## AIM OF THE EXERCISE:
Continue the article on the Law Society's draft code for exchanging property contracts, picking up after its final sentence.

The Law Society is introducing a code of practice for exchange of property contracts, to ensure digital transactions are made easier.
The draft code aims “to remove the uncertainty” around exchanging contracts for residential and commercial property, the society says.
We know that [conveyancers] are under pressure from clients to update the way you do business”.
“We know that [conveyancers] are under pressure from clients to update the way you do business following technological changes and the impact of Covid-19.
“And we know that the law isn’t entirely clear around certain aspects of using electronic documents in the conveyancing process,” it says.
The society is consulting on the code with conveyancers and solicitors to ensure the it is workable and will be widely used.
Both sales contracts and leases will be covered by the code, which will be issued next year.
Protocols on immediate exchange and release of contracts will be followed by solicitors who agree to adopt the code.
Estate agents are increasingly frustrated with the time it takes from an offer being accepted to exchange of contracts.

## AVAILABLE DATA:
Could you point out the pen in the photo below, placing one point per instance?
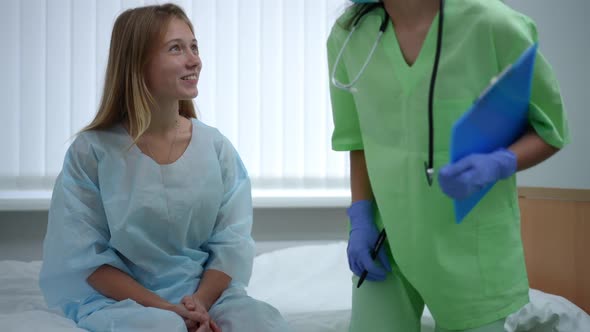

## EXPECTED ANSWER:
The frustration is felt by homebuyers as well. Nearly half (45%) of homebuyers say slow property conveyancing response time is a major problem, research from risk management platform Thirdfort revealed last week.
Compliance and administrative procedures, including paper documentation and ID verification, contribute to a negative experience for people using conveyancers and property lawyers, the survey found.
Meanwhile, the Home Buying and Selling Group is asking estate agents to help test and pilot new ways of moving home as it continues to look at ways to overhaul the process.
The Group is an informal mix of people from across the property, legal and finance sectors.